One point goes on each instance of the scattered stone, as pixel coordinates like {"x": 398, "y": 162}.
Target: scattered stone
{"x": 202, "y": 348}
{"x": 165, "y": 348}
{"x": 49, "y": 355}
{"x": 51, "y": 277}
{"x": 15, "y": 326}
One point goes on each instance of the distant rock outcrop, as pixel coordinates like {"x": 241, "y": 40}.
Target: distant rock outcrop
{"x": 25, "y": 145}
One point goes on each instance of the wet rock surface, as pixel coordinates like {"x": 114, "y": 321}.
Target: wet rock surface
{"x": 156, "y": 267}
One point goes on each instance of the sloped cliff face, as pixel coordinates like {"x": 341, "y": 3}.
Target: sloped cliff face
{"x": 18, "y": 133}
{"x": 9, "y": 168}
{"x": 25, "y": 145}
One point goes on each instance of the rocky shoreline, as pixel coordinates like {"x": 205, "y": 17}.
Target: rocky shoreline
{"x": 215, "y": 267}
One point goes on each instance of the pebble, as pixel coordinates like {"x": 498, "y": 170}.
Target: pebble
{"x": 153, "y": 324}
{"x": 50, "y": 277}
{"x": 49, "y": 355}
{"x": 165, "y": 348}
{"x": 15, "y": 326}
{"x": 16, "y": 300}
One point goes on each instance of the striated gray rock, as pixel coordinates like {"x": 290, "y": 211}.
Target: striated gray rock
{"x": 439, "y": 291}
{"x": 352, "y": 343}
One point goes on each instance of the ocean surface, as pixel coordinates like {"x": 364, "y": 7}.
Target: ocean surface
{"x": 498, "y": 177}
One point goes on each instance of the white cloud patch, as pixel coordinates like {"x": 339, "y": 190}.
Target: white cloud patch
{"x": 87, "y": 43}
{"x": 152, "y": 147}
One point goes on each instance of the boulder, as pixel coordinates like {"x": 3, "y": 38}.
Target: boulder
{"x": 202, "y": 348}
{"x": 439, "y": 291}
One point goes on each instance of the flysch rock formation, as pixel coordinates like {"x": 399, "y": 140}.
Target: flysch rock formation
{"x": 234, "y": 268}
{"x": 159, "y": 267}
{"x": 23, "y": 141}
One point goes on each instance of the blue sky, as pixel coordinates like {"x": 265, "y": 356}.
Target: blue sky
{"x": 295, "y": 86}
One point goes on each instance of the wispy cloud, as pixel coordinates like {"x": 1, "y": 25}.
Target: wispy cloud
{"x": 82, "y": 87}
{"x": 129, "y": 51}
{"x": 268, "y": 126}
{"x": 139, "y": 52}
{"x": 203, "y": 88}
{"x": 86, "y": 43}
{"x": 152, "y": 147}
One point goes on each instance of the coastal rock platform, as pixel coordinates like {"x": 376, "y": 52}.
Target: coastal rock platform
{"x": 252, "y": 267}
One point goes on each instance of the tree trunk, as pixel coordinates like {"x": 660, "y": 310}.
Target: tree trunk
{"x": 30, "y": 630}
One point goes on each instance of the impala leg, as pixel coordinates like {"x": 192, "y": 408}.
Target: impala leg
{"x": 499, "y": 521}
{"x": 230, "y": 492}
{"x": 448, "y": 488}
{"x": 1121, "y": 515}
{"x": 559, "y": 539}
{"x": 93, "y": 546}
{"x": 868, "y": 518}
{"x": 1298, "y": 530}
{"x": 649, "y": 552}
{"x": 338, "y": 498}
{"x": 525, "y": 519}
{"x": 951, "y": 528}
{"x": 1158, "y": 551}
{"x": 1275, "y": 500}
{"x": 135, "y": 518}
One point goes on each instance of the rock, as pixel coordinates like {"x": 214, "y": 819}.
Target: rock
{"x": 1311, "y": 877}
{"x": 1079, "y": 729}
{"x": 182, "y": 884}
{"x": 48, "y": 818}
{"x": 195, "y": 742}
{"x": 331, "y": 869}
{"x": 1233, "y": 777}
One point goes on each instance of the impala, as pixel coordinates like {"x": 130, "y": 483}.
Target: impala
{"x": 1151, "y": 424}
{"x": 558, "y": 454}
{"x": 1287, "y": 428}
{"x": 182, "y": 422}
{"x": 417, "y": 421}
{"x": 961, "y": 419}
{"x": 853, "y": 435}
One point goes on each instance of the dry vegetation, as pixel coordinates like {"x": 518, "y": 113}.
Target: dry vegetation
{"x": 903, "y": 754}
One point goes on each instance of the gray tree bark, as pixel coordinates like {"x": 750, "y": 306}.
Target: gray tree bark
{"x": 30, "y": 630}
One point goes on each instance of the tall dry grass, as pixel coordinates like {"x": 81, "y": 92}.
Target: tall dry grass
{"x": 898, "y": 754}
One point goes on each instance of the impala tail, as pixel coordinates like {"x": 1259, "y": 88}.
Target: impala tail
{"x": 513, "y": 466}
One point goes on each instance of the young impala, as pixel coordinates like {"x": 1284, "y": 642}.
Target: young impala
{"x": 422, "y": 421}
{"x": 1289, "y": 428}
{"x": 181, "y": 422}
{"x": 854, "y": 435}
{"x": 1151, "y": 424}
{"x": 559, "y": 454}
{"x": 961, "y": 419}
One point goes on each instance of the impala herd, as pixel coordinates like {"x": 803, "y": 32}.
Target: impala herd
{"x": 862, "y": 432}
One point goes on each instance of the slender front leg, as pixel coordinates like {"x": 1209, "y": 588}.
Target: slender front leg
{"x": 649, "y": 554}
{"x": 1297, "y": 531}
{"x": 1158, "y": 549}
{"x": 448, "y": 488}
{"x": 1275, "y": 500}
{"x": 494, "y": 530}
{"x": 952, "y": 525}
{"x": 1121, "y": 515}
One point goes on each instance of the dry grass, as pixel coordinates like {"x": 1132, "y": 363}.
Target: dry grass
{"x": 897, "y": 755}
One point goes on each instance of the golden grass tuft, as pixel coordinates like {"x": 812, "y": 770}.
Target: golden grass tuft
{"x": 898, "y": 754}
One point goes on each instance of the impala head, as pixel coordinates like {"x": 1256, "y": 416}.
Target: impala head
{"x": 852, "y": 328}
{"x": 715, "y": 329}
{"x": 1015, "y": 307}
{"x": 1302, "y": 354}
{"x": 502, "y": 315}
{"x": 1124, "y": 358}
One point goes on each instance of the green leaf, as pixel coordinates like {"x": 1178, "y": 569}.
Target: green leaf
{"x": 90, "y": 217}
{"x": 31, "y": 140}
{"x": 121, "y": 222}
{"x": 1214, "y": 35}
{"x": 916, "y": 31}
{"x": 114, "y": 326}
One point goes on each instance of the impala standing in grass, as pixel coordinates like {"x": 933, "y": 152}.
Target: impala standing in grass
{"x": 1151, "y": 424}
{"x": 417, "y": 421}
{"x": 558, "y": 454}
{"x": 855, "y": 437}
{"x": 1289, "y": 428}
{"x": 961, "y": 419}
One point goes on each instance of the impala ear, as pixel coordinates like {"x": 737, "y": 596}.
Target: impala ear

::::::::::

From the line containing "One point goes on each instance of the green" down to the last line, reproduce the records exactly. Include both ends.

RESULT FOR THIS TASK —
One point goes on each instance of the green leaf, as pixel coordinates like {"x": 1178, "y": 569}.
Target: green leaf
{"x": 90, "y": 217}
{"x": 31, "y": 140}
{"x": 121, "y": 222}
{"x": 1214, "y": 35}
{"x": 916, "y": 31}
{"x": 114, "y": 326}
One point goes on each instance of the impala standing in grass, as pixel coordinates like {"x": 933, "y": 152}.
Target: impala standing in grass
{"x": 1151, "y": 424}
{"x": 417, "y": 421}
{"x": 558, "y": 454}
{"x": 855, "y": 437}
{"x": 1289, "y": 428}
{"x": 961, "y": 419}
One point goes on each instance of the impala ear, as pixel coordinates like {"x": 737, "y": 596}.
Target: impala ear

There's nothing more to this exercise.